» List of tasks
• a. Translate this sentence from the data virtualization text into Spanish: "Data virtualization software requires fewer resources, and costs a lot less than building a separate repository for consolidating and storing data."
• b. Carry the data virtualization text forward from its final sentence.

» Selected text
────────────────────────────────────────
For maximum agility – in making faster decisions, serving customers more personally, and outdoing competitive offerings – enterprises recognize the need to use their data more effectively.
Exploiting the power of data analytics, business intelligence, and workflow automation is one way for companies to accelerate new revenue streams while reducing costs and improving the performance of data services.
But here lies the challenge – enterprise data is stored in disparate locations with rapidly evolving formats such as:
Relational and non-relational databases, like Amazon Redshift, MongoDB, and MySQL
Cloud/Software-as-a-Service applications, such as Mailchimp, NetSuite, and Salesforce
Semi-structured and unstructured data, including social media data, call recordings, email interactions, images, and more
Legacy systems, such as mainframe and midrange applications
CRM/ERP data, like Microsoft Dynamics, Oracle, and SAP
Flat files, such as CSV, JSON, and XML
Big data repositories, including data lakes and data warehouses
The demand for speed and higher volumes of increasingly complex data leads to further challenges such as:
Self-service capabilities for data users
Time efficiency in data management
Trusted data quality in terms of cleanliness and freshness
In a virtualized environment, different domains can
access the data they need, on their own, in real time.
To address these challenges, organizations recognize the need to move, from silos of disparate data and isolated technologies, to a business-focused strategy where data and analytics are simply a part of everyday life for business users.
Cultural obstacles
Data virtualization needs to overcome certain obstacles before it is widely accepted. For example, some may think the semantic virtual tiers built into some of their applications can substitute for data virtualization, while others might assume that data virtualization is a replacement for ETL.
Both assumptions are faulty. Data virtualization is a cross-platform technology that must be used in conjunction with other data delivery styles (e.g., bulk/batch with ETL) and data transformation and orchestration – or it might limit performance, and inhibit its adoption.
Finally, data virtualization is less appealing to traditional data management teams because it challenges existing practices. For example, those who oppose more agile approaches, like “experiment-and-fail-fast”, would most likely also resist data virtualization.
Here are the top 6 benefits of data virtualization:
Speed
Data virtualization enables data consumers to access data, wherever it resides (including traditional databases, the cloud, or IoT systems) in seconds.
Efficiency
Data virtualization doesn’t replicate data, so enterprises can save on governance and hardware, while enhancing the utilization of server and storage resources.
Cost savings
Data virtualization software requires fewer resources, and costs a lot less than building a separate repository for consolidating and storing data.
Security and governance
Data virtualization enables a centralized approach to data security and governance, ensuring that all data is consistent, protected, and high-quality.
Access
Data virtualization allows for a self-service approach to accessing data, enabling quick access to data by any authorized data consumer
Analytics
Data virtualization lets business users apply visualized, predictive, and streaming analytics across many different data sources.
────────────────────────────────────────
» Information supplied
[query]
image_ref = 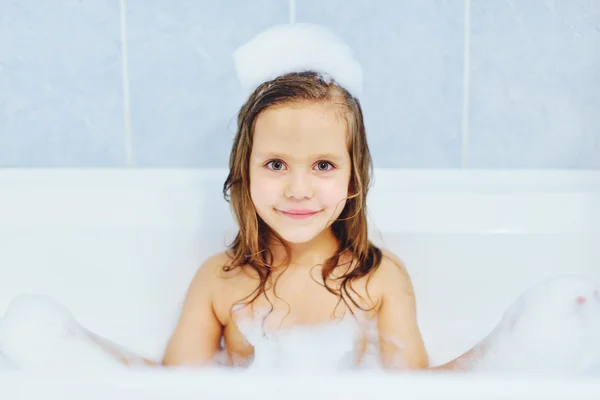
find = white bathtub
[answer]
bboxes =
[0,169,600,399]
────────────────────────────────────────
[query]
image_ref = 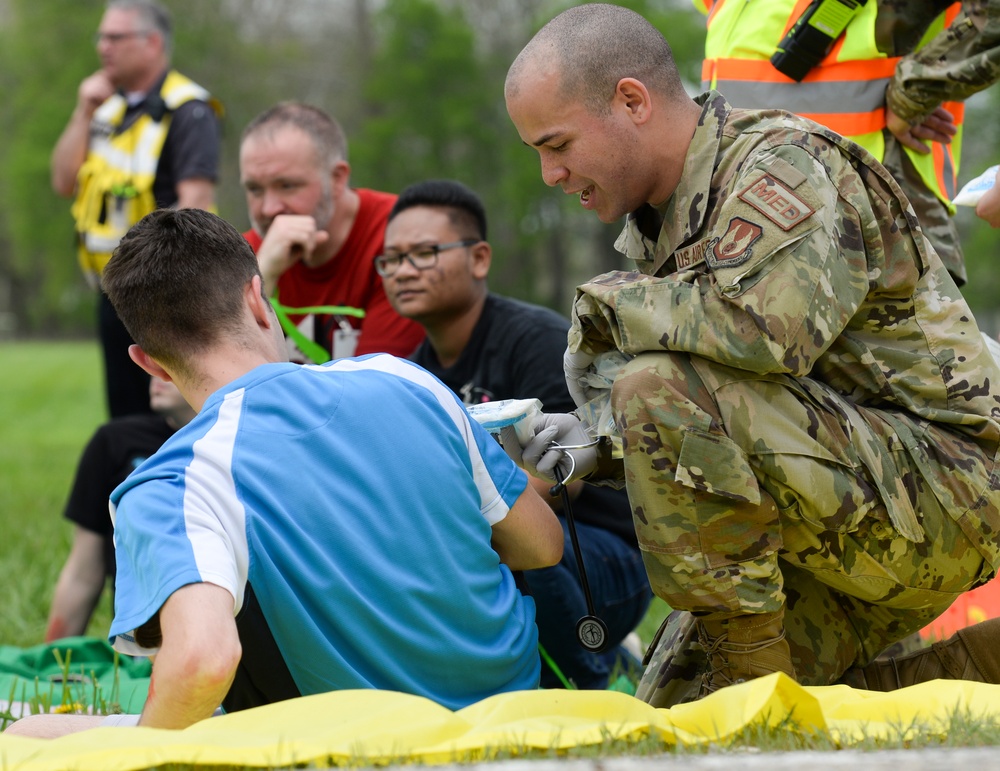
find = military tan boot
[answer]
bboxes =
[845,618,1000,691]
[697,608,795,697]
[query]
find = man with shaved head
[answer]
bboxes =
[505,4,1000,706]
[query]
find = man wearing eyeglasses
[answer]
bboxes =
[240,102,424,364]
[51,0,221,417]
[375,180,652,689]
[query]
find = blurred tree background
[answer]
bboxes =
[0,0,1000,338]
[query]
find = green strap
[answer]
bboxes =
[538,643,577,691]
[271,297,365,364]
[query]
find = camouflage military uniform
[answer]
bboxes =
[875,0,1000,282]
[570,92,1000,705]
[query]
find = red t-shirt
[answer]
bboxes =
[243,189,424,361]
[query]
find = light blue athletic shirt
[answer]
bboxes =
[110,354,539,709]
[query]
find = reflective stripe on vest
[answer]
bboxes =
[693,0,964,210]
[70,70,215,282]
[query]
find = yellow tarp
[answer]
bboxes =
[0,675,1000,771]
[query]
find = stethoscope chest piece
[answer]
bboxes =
────────────────────────────────────────
» Answers to the exercise
• a. El software de virtualización de datos requiere menos recursos y cuesta mucho menos que construir un repositorio independiente para consolidar y almacenar datos.

• b.
Data virtualization supports 4 key use cases:
Data integration
Data consumers need access to data that is spread out across disparate data sources. With data virtualization, data consumers gain a holistic view of this data, regardless of its format or location.
Data analytics
Business domains require data analytics and business intelligence to support decision making. Data virtualization gives business users on-demand access to data through one centralized, virtual layer.
Software testing
Data virtualization is an important component of test data management tools, enabling dev and QA teams to quickly prepare test data for software development and testing.
DataOps
Although many elements of application development are automated, data is not. Using data virtualization, DataOps teams can eliminate bottlenecks in data provisioning by giving users direct access to high-quality data, and the ability to collaborate cross-functionally.
Data virtualization helps data teams communicate and collaborate better.
Backup and production support
If a production issue occurs, development teams can create complete virtual data environments in which they can identify the cause. They can also validate that any changes made will not lead to unanticipated regressions.
Although the benefits of enhanced speed, access, and efficiency across business-critical use cases may sound enticing, data virtualization has several limitations you should be aware of.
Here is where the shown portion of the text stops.